** Opening Records supplied block **

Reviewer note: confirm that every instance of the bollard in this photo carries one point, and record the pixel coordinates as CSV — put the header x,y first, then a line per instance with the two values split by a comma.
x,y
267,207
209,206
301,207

** Closing Records supplied block **

What needs to be done: Every entry shown above is to be written out exactly.

Solution for this exercise:
Reviewer note: confirm that every instance of the bollard in this photo carries one point, and record the pixel coordinates as CSV — put the header x,y first, then a line per instance with the two values split by a comma.
x,y
267,207
209,206
301,207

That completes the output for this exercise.